EXERCISE BRIEF. Write out everything from "Seriously. Not a" down to "for another day." in the passage below about librarians and technologists, copying it word for word.

PASSAGE.
....
My morning twitter perusal brought this article to my attention. “Public Knowledge for the Public Good: Working Toward Digital Access in the Spirit of Aaron Swartz” is all about the various ways technologists are preserving access to information. My initial thoughts can be summed up in this tweet by @libskrat: “We’ll compare ourselves to librarians, but not actually admit they work toward open, much less TALK TO ANY.”
Seriously. Not a single librarian mentioned in the entire article about the work to make information more accessible. Or woman, but that’s another rant for another day.
This happens time and time again. A technologist is compared (or compares himself) to being a librarian, but somehow…better. Oh, don’t get them wrong…librarians are great, in a Rousseau-ian Noble Savage sense. “Aren’t they cute, with their books and cardigan sweaters and shushing?” they seem to be saying. But now the Internet is here and they’ll show us how information can REALLY be made accessible.
....
DATA PROVIDED.
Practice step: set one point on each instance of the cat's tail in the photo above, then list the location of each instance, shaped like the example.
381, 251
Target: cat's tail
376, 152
....
SOLUTION TO THIS PROBLEM.
Seriously. Not a single librarian mentioned in the entire article about the work to make information more accessible. Or woman, but that’s another rant for another day.